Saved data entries

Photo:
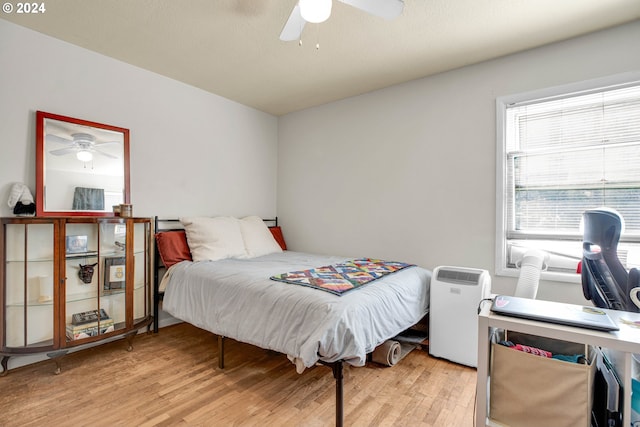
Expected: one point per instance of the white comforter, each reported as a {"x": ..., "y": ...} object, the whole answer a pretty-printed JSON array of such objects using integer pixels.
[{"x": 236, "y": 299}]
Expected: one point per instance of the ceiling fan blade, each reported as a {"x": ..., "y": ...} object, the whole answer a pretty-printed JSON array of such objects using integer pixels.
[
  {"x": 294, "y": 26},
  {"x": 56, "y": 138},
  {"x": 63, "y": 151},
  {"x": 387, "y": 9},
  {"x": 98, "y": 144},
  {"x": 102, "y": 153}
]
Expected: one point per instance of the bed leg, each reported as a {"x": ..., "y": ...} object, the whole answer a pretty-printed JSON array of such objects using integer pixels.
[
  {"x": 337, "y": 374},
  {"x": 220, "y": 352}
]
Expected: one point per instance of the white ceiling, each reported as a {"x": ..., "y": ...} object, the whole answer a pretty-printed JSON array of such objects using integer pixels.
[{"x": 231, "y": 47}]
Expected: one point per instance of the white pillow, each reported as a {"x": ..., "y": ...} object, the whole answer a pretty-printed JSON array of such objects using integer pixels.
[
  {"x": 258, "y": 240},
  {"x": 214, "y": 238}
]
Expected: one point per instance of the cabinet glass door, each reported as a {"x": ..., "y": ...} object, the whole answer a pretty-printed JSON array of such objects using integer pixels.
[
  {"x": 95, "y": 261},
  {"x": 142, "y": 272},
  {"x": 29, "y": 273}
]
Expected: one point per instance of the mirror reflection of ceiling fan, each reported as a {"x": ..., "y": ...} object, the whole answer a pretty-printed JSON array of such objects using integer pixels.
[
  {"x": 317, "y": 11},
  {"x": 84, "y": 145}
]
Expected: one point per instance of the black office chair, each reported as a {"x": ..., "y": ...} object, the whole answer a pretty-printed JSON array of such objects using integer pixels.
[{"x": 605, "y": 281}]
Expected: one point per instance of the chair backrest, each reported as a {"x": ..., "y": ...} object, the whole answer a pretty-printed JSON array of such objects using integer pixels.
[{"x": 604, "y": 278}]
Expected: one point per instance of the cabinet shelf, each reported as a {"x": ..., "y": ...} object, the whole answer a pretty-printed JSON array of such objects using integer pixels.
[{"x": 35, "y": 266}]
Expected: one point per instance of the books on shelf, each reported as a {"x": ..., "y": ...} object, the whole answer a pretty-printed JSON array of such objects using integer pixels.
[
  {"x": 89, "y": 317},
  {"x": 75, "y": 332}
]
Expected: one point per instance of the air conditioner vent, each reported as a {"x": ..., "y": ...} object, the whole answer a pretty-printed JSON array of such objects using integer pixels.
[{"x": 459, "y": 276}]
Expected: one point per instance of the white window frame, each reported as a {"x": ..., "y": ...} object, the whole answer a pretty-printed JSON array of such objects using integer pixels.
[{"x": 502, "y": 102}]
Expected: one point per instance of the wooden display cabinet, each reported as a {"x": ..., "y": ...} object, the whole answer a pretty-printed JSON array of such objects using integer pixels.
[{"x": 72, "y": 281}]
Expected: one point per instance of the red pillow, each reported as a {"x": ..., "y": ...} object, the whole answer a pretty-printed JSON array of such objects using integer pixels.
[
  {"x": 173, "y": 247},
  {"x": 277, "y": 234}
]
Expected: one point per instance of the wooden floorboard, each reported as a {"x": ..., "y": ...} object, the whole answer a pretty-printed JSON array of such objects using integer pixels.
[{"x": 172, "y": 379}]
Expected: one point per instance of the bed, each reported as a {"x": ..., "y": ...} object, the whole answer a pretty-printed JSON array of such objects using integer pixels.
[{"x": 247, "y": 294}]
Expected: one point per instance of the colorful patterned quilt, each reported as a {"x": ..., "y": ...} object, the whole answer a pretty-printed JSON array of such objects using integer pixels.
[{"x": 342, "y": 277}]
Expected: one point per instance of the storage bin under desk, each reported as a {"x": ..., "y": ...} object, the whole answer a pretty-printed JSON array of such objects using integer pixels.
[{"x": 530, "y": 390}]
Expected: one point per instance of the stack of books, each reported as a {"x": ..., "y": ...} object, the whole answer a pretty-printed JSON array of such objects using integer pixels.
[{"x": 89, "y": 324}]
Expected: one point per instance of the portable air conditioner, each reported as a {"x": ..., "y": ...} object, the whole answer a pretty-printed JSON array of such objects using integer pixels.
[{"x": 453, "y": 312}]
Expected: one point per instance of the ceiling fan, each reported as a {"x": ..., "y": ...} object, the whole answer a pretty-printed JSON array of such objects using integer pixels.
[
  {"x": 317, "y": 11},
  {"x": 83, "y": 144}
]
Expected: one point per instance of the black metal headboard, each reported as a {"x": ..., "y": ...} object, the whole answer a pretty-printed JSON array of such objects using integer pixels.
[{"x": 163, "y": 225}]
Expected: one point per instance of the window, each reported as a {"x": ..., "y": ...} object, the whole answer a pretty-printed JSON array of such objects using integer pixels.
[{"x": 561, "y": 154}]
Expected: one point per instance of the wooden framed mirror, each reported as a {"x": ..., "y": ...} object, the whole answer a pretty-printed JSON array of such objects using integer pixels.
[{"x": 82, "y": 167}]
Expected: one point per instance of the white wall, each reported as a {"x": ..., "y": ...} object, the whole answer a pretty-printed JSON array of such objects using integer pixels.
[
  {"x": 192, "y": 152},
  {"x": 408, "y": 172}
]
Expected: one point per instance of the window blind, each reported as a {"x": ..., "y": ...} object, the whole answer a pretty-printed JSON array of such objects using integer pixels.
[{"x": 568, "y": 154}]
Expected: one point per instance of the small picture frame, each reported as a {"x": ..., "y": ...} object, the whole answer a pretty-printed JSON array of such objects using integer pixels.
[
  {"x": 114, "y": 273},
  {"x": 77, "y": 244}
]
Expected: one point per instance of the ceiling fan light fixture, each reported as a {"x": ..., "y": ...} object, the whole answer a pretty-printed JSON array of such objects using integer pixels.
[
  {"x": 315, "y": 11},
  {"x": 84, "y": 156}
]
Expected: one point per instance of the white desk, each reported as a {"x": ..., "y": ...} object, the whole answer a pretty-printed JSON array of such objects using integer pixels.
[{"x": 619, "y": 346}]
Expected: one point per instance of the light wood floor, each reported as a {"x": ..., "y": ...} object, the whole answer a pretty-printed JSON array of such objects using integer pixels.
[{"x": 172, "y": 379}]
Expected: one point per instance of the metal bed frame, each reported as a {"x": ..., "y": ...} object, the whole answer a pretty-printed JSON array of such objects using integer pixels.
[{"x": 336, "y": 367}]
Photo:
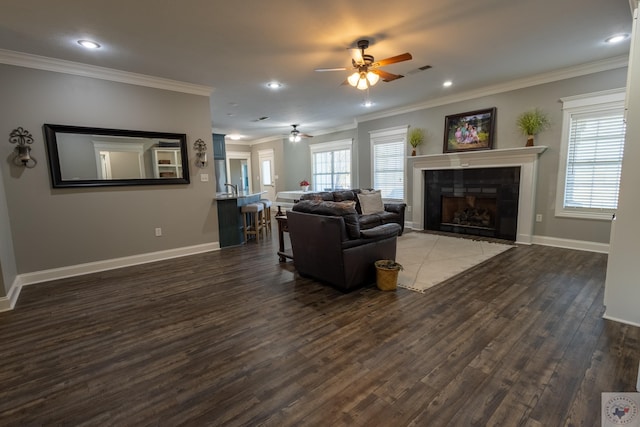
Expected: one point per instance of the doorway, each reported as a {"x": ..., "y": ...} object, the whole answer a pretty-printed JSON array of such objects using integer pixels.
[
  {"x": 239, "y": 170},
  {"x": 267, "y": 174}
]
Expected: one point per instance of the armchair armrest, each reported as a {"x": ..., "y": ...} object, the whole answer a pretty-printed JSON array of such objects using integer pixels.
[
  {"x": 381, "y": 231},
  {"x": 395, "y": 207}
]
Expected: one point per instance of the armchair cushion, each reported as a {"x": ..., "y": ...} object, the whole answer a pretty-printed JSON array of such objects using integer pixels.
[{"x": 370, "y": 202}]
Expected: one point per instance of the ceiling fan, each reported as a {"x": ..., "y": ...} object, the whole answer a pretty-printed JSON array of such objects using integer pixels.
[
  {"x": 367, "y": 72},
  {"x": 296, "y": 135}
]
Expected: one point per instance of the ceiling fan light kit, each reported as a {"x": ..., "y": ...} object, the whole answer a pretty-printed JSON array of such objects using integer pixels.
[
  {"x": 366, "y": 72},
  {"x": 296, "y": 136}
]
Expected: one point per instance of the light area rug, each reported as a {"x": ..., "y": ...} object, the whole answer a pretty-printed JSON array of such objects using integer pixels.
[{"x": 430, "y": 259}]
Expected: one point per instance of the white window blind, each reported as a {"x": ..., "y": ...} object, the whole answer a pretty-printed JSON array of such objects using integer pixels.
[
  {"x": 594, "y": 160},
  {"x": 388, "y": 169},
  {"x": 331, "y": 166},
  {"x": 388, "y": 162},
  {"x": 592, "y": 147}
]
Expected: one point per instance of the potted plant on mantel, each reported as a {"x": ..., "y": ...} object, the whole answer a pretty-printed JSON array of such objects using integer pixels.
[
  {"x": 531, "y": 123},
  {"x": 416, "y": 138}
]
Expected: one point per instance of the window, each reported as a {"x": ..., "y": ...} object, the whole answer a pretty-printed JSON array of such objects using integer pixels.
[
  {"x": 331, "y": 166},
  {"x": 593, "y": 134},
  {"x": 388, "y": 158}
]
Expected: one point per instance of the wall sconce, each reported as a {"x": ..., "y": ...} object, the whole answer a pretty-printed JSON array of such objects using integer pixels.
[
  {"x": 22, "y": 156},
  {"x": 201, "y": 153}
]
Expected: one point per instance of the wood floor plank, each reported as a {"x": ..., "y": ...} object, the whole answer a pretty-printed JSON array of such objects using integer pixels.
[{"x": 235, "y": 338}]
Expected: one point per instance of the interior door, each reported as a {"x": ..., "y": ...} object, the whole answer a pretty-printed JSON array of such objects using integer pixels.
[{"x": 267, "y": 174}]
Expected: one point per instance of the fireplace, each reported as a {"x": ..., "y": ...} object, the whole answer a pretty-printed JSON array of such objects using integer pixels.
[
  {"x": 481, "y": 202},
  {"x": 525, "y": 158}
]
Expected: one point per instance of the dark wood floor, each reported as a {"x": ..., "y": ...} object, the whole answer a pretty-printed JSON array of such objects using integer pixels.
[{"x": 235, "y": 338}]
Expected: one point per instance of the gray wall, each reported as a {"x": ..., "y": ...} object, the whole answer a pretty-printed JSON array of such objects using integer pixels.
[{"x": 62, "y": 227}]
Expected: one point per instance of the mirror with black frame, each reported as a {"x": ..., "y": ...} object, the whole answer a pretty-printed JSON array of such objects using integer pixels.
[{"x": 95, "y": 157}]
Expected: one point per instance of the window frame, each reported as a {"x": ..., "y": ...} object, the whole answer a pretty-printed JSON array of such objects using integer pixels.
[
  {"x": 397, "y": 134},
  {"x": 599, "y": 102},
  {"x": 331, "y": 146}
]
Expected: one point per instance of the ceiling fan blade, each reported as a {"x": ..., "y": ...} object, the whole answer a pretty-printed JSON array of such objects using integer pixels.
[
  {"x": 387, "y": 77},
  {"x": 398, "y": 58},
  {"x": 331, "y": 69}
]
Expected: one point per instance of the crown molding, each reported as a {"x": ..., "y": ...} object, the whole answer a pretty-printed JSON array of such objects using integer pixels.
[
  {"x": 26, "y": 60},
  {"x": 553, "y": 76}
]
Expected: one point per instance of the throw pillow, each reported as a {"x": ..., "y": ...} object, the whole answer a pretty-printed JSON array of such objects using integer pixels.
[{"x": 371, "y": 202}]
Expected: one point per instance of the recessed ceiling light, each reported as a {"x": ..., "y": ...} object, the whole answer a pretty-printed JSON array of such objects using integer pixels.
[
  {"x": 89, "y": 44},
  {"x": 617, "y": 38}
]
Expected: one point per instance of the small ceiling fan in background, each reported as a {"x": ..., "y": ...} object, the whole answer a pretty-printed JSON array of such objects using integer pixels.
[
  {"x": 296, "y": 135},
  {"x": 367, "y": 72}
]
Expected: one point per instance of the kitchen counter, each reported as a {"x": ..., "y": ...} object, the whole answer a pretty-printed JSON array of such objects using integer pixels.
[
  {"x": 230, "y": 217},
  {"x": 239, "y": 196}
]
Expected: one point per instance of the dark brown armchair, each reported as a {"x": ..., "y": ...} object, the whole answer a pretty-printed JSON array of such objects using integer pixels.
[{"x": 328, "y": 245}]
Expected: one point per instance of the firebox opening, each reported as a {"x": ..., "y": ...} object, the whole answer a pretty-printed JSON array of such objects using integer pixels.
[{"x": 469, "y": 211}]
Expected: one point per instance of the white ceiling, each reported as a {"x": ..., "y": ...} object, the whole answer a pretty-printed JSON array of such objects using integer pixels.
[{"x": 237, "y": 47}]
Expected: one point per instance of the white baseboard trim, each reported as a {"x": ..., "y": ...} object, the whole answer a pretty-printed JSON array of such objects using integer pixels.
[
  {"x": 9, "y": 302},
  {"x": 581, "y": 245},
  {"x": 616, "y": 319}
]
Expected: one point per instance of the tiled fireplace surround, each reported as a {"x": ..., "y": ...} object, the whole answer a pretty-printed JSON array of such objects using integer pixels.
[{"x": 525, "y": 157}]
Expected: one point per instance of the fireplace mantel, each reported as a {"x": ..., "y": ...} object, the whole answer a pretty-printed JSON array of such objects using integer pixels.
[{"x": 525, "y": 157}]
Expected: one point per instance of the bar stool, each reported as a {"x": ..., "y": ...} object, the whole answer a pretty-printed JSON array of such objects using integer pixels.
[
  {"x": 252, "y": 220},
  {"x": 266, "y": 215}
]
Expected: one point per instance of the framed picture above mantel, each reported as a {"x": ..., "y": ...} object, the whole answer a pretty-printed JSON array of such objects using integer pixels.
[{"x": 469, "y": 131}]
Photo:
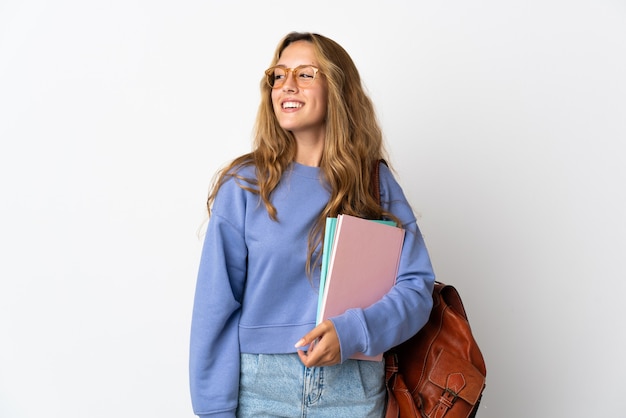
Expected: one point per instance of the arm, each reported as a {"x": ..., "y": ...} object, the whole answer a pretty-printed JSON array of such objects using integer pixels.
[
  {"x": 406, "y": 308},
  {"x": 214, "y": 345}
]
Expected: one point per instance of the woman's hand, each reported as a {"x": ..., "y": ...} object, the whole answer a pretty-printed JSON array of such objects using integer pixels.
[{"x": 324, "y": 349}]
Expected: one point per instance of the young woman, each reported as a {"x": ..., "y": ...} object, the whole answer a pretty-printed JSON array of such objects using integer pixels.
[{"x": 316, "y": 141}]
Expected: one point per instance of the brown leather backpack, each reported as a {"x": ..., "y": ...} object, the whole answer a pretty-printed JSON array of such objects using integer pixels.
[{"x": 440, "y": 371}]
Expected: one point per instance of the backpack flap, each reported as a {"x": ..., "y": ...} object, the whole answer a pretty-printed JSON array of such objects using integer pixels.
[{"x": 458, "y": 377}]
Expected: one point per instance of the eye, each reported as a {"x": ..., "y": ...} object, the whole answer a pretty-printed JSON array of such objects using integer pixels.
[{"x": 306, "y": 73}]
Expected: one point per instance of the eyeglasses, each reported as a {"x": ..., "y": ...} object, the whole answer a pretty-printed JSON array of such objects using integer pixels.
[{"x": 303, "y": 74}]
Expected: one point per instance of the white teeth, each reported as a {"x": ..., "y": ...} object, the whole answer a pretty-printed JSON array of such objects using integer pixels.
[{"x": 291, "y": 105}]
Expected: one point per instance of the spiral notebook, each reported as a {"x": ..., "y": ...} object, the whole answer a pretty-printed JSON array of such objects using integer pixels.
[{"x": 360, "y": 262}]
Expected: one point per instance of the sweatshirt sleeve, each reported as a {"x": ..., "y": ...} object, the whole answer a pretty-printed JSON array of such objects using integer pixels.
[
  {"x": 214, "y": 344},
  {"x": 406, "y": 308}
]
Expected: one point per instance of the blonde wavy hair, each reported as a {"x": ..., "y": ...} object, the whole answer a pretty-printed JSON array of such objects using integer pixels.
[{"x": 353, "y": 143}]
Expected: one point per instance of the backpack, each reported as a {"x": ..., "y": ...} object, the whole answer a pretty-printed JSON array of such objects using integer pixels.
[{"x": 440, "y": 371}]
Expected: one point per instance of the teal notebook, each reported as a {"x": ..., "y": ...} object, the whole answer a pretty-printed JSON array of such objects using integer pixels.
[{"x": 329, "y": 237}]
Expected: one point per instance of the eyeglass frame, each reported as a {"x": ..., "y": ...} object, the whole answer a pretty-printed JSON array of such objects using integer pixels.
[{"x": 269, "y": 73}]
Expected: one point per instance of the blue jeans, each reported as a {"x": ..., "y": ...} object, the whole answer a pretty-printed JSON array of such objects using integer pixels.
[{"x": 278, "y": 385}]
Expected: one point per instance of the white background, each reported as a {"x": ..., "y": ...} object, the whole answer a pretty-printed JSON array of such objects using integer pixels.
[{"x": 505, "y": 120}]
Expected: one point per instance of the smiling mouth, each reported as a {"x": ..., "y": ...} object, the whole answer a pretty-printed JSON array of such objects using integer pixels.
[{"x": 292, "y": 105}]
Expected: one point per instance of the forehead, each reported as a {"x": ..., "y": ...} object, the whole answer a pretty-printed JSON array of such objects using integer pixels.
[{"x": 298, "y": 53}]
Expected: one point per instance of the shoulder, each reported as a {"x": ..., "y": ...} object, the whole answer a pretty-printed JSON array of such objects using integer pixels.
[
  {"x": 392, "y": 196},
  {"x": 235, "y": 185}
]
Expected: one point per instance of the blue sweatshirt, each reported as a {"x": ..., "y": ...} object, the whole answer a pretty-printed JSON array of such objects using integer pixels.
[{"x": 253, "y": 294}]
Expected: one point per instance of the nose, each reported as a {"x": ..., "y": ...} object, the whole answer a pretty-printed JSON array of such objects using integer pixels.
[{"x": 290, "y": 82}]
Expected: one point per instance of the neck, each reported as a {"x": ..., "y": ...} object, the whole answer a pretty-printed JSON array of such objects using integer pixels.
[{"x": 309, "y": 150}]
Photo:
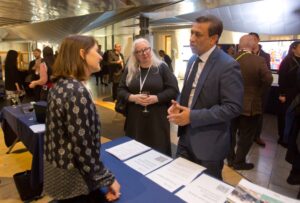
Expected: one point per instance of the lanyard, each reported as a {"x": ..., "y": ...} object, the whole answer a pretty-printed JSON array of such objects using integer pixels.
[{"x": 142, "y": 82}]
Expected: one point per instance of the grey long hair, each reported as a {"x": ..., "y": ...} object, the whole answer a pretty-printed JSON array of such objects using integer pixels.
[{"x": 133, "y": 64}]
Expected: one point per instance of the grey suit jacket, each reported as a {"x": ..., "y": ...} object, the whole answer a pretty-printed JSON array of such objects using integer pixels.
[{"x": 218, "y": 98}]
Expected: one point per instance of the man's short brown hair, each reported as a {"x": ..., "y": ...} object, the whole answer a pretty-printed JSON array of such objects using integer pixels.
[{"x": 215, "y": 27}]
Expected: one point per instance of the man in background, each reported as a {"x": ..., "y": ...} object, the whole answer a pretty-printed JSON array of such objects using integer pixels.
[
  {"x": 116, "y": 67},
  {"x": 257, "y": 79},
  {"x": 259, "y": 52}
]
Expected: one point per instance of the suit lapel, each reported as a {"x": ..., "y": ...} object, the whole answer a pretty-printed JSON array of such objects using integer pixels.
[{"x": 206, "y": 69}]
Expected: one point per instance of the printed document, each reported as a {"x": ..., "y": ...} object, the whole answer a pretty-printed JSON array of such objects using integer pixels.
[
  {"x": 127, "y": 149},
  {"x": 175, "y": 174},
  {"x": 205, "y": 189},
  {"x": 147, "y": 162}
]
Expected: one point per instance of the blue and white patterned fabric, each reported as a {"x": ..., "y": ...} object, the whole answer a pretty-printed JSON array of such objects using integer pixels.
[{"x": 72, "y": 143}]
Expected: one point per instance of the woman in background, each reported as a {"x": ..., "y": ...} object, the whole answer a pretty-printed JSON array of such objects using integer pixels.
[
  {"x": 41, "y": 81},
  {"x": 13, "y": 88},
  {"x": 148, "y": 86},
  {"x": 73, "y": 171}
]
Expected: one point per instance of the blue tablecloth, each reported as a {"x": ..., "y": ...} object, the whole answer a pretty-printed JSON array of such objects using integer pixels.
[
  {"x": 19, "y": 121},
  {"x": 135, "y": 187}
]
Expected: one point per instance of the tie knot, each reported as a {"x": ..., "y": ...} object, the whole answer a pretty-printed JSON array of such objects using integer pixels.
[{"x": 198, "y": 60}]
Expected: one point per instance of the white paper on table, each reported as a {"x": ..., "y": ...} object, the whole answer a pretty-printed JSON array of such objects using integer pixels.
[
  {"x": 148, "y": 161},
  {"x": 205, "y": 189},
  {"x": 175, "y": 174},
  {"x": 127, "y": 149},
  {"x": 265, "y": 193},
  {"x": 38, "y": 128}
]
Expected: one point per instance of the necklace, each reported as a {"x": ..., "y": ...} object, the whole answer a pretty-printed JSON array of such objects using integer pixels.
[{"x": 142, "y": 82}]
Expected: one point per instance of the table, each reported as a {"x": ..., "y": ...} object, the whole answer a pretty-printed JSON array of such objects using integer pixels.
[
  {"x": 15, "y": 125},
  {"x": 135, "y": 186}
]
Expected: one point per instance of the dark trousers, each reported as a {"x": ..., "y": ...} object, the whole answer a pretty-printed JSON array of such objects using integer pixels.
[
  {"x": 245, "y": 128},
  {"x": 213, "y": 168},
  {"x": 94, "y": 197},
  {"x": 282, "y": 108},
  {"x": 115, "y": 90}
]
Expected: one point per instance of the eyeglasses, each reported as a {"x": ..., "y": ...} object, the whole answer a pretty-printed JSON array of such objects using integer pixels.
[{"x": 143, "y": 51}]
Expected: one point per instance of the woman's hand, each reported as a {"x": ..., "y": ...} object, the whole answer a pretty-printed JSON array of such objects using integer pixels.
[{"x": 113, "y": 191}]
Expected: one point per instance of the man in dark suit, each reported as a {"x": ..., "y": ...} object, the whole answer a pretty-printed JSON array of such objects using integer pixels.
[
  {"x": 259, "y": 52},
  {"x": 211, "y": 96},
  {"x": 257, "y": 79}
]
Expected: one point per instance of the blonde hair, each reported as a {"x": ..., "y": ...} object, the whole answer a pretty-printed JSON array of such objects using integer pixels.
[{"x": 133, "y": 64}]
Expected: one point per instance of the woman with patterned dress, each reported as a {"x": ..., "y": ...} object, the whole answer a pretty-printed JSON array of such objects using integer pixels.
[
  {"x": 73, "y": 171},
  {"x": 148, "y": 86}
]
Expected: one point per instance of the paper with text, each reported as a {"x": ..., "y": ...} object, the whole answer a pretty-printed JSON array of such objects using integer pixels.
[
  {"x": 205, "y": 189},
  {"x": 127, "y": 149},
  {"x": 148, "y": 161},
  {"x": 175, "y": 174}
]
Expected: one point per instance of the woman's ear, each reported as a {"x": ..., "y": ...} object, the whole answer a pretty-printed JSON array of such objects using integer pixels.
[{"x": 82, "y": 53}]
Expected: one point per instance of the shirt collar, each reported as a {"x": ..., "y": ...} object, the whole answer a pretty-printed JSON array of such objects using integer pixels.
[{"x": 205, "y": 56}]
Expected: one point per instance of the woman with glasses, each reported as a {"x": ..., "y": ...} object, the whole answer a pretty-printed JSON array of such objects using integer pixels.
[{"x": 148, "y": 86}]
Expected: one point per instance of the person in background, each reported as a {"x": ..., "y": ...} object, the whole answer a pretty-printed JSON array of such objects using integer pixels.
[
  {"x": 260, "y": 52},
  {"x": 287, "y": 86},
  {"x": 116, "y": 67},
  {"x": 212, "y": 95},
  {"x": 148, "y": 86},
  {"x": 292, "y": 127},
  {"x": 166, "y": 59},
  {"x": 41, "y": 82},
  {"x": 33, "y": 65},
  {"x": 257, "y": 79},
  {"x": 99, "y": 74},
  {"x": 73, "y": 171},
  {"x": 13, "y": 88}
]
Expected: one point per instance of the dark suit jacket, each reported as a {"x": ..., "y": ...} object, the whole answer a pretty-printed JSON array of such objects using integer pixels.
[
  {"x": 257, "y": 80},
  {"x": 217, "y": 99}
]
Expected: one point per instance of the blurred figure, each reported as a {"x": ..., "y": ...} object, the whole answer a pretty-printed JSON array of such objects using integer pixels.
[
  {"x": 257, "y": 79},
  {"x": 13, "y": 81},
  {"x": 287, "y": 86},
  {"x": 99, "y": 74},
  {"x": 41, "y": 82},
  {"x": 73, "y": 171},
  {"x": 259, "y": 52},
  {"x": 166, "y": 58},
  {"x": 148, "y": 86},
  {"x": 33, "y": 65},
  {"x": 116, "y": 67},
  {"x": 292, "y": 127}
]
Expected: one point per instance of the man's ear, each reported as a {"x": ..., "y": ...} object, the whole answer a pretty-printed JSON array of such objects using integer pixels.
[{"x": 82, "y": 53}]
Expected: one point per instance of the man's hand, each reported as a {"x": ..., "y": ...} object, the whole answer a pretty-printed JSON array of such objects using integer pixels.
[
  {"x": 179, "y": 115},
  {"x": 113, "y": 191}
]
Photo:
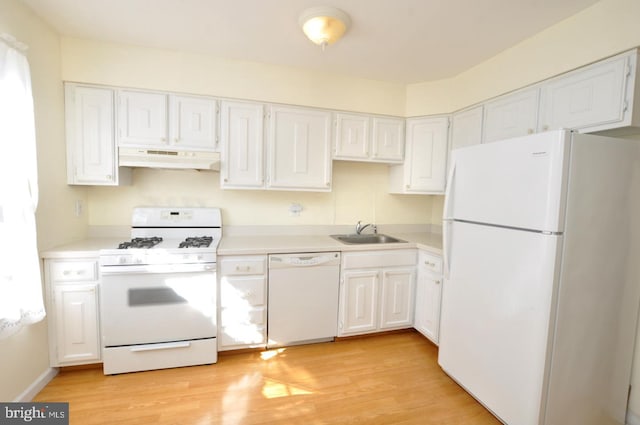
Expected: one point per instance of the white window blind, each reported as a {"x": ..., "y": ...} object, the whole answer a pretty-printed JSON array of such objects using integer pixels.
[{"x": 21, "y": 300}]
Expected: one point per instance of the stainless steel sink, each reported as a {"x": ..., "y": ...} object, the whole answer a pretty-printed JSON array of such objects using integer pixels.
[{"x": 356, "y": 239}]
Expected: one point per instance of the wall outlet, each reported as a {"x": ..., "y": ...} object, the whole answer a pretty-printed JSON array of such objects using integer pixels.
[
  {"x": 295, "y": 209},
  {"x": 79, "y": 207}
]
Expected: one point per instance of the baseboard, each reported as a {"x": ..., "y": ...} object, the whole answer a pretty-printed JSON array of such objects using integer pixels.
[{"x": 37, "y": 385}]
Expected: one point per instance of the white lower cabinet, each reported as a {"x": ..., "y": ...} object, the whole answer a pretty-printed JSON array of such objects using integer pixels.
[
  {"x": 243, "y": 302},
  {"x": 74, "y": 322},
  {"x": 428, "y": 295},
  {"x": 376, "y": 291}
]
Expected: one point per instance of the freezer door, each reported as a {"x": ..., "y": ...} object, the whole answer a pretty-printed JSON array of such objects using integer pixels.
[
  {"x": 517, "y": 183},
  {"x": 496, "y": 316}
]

Required task: From the line that contains "Expected: one point per instance of the stainless" to the last line of the material above, repeat every line exactly, keeping both the first and the last.

Correct answer:
Expected: one point per instance of the stainless steel sink, each reported as a {"x": ..., "y": ...} object, the whole answer a pretty-printed JSON array of such objects using integer pixels.
[{"x": 356, "y": 239}]
Expected: one point per instance of the wall outlet, each reported as a {"x": ..., "y": ...} object, the whole answer a pretty-printed JSON array of such objects using integer pixels.
[
  {"x": 295, "y": 209},
  {"x": 79, "y": 207}
]
Expected: one point per instance of the baseboard, each reported as a {"x": ..., "y": ...} object, the whole answer a pretty-printed JSON array of such objects using integer pixels.
[{"x": 37, "y": 385}]
Expected: one point per instance of the white lower cabinet, each reported as a {"x": ..., "y": ...} object, the whole answer a pretty-printed JSON array of such objects using integer pixels.
[
  {"x": 243, "y": 302},
  {"x": 74, "y": 322},
  {"x": 428, "y": 295},
  {"x": 376, "y": 291}
]
Expected: one point per instance of the freezer door, each reported as a {"x": ..., "y": ...} object, the whole answer a pretty-printed JSON array of such objects using integer pixels.
[
  {"x": 517, "y": 183},
  {"x": 496, "y": 316}
]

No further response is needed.